* [Text extract]
[START]

VoiceCloner

Clone your voice locally with Qwen3-TTS. No data leaves your machine.

Record a few seconds of your voice, then generate speech in your voice from any text. Includes a full audiobook production mode for long-form content.

Features

Quick Clone -- Record or upload 5-10 seconds of your voice, type text, get speech output
Audiobook Mode -- Load an EPUB or paste text, chunk it into chapters, generate and review audio per-chunk, export a stitched audiobook
Voice Library -- Save and manage multiple cloned voices
VoiceDesign -- Optional style descriptions to control tone and delivery
Export -- WAV, MP3, FLAC, M4A output formats
Runs locally -- All inference happens on your machine (MPS/CUDA/CPU)

Quick Start (Python)

Requires Python 3.12+.

git clone https://github.com/thegian7/voicecloner.git
cd voicecloner
./start.sh

start.sh creates a virtual environment, installs dependencies, and launches the Gradio UI at http://localhost:7860.

[END]

* [Task brief] Rewrite the VoiceCloner page between "Record a few" and "Quick Start (Python)", inclusive, substituting "script" for every "text". The material that comes next is separate from the VoiceCloner page.

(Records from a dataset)
[START]

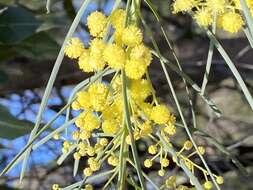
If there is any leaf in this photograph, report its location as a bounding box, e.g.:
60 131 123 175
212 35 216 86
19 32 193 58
0 105 33 140
15 32 60 61
0 7 41 44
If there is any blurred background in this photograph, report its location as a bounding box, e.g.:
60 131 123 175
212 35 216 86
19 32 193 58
0 0 253 190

[END]

* [Solution]
Record a few seconds of your voice, then generate speech in your voice from any script. Includes a full audiobook production mode for long-form content.

Features

Quick Clone -- Record or upload 5-10 seconds of your voice, type script, get speech output
Audiobook Mode -- Load an EPUB or paste script, chunk it into chapters, generate and review audio per-chunk, export a stitched audiobook
Voice Library -- Save and manage multiple cloned voices
VoiceDesign -- Optional style descriptions to control tone and delivery
Export -- WAV, MP3, FLAC, M4A output formats
Runs locally -- All inference happens on your machine (MPS/CUDA/CPU)

Quick Start (Python)